+++ Provided records

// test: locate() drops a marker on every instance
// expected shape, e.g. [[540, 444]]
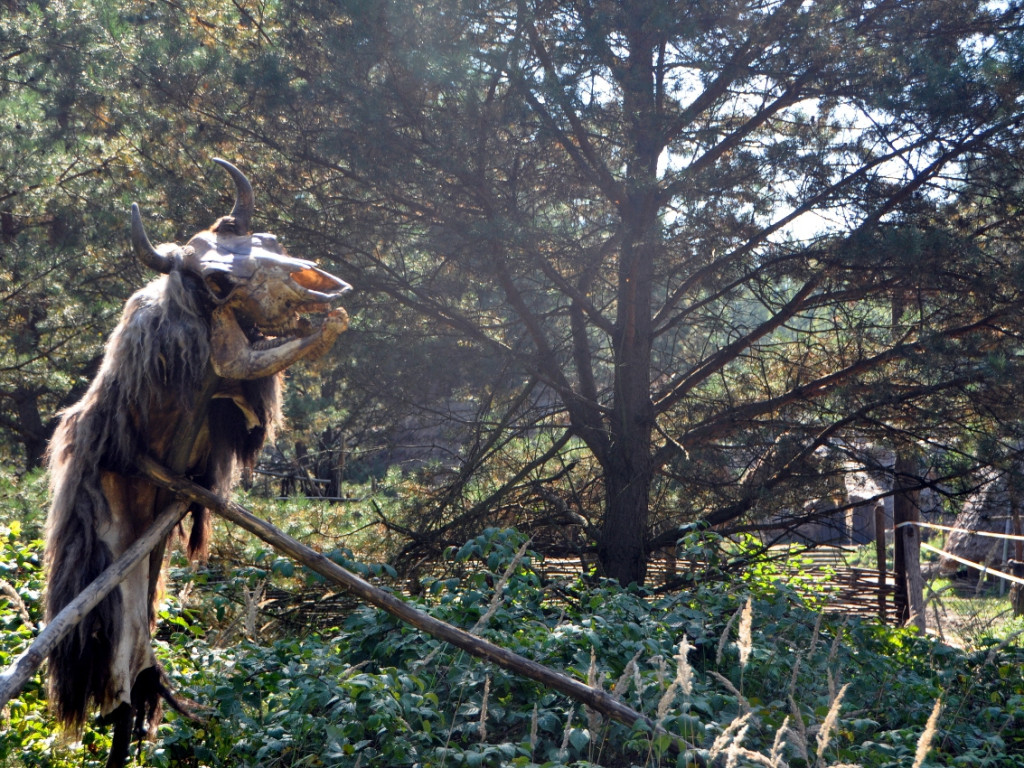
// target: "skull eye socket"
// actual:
[[220, 285], [314, 280]]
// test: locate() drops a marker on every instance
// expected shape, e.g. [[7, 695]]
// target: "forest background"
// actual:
[[623, 270]]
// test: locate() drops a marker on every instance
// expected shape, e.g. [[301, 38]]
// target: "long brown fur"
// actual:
[[153, 368]]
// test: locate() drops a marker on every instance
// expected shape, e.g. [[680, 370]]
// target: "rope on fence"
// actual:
[[983, 568], [990, 534]]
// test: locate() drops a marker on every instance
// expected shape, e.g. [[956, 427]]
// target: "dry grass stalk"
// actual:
[[925, 742], [775, 757], [684, 673], [483, 710], [532, 731], [725, 636], [631, 671], [683, 680], [815, 632], [744, 706], [253, 598], [833, 655], [796, 672], [800, 733], [499, 597], [733, 733], [745, 643], [595, 680], [568, 728], [666, 701], [824, 734]]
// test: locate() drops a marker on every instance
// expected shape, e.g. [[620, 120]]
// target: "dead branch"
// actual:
[[15, 676], [593, 697]]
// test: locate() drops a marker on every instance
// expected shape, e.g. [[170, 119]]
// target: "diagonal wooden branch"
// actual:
[[593, 697], [17, 674]]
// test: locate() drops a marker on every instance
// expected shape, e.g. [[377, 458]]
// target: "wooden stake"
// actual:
[[593, 697]]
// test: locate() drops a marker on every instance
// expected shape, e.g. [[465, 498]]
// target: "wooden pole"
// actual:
[[880, 554], [17, 674], [593, 697], [909, 597]]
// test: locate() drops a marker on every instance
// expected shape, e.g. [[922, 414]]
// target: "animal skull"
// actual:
[[260, 293]]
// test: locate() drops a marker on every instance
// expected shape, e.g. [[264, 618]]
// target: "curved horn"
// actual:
[[143, 249], [245, 203]]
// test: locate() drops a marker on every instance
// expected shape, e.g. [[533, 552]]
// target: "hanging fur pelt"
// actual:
[[227, 309]]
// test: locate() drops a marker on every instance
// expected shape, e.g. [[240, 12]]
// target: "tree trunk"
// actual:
[[623, 547]]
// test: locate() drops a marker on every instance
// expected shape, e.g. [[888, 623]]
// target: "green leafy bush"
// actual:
[[760, 680]]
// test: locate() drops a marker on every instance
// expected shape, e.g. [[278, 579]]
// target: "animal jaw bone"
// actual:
[[203, 346]]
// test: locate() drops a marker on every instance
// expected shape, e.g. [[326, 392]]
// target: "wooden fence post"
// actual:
[[880, 553], [909, 597]]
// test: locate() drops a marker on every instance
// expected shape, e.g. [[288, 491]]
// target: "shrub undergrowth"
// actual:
[[742, 670]]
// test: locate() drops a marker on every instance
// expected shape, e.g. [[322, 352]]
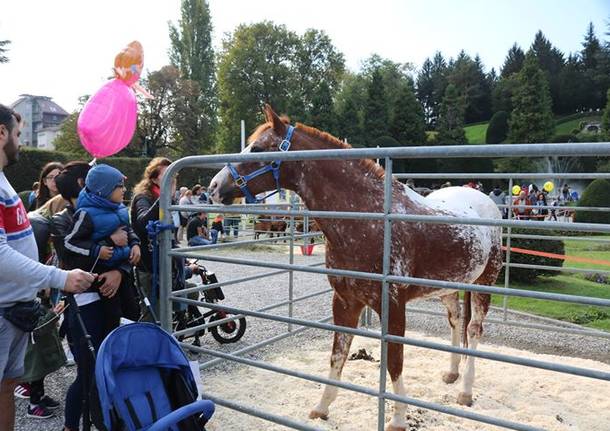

++++++

- _What needs to be done_
Please repeat the data above word for word, every line from start to finish, leaving out the pictures.

- _Answer to this task_
// test: locate() drops a marker on every instance
// expected shape, e.g. [[540, 444]]
// target: "skull eye socket"
// actual:
[[220, 285], [314, 280]]
// test: locate() drops a marker on every instance
// expected shape, e.g. [[7, 695]]
// target: "forest background"
// actual:
[[623, 270]]
// test: locate() drops a marker on every instance
// expected shape, e.g. [[301, 38]]
// target: "long brown fur"
// actual:
[[153, 368]]
// test: locate() drops a marker on every instance
// expected shape, e.g. [[680, 370]]
// target: "rope on fence"
// actual:
[[983, 568], [990, 534]]
// test: locate() drops a marker on every instance
// expected shape, e.g. [[956, 427]]
// target: "dry grass stalk"
// actual:
[[925, 742], [775, 757], [684, 673], [483, 710], [532, 731], [725, 636], [631, 671], [683, 680], [815, 632], [744, 706], [253, 598], [833, 655], [796, 672], [800, 733], [499, 597], [733, 733], [745, 643], [595, 680], [568, 728], [666, 701], [824, 734]]
// test: locate() drops a marker on every instance
// expected shape, e.g. [[620, 120]]
// target: "dead branch"
// actual:
[[15, 676], [593, 697]]
// test: locate() drops a marker on every instance
// expected shape, e.g. [[170, 119]]
// target: "diagonal wooden branch"
// actual:
[[593, 697], [17, 674]]
// test: locate() drops a marker on every instance
// expected shape, e.g. [[377, 458]]
// target: "wooden stake"
// actual:
[[593, 697]]
// test: locate() drops a marker on every instance
// expected shape, e.g. [[465, 498]]
// target: "wooden pole"
// actual:
[[880, 554], [17, 674], [593, 697], [909, 597]]
// test: locate() drops a marker on every instance
// expected shape, e.g. [[922, 414]]
// target: "animal skull"
// actual:
[[260, 293]]
// test: locate() drops a marker on every instance
// expected shape, e.g. [[264, 618]]
// target: "curved horn"
// actual:
[[143, 249], [245, 203]]
// test: locate() drops a marker on every instance
// expected shape, e.g. [[533, 552]]
// target: "hanging fur pelt"
// actual:
[[227, 309]]
// test: locate() drops a marker on every instance
// expected shape, e.g. [[240, 12]]
// target: "tree trunk"
// actual:
[[623, 547]]
// test: locate() drops a marker on every instance
// expected shape, e.g. [[888, 623]]
// target: "green leafy bush"
// actual:
[[760, 680]]
// test: locate() drops a marker on every instance
// expected shape, e.g. [[278, 579]]
// target: "animal jaw bone"
// actual:
[[203, 346]]
// test: locate() drops a marker on every instance
// expected shape, e.g. [[326, 392]]
// target: "wooden fence post"
// actual:
[[880, 553], [909, 597]]
// test: locate() drops a marker on every instance
// expected shape, e.g. [[288, 491]]
// target: "shrub undergrowth"
// actual:
[[742, 670]]
// test: locate() drops a marker on every instance
// expected shape, e.g. [[322, 352]]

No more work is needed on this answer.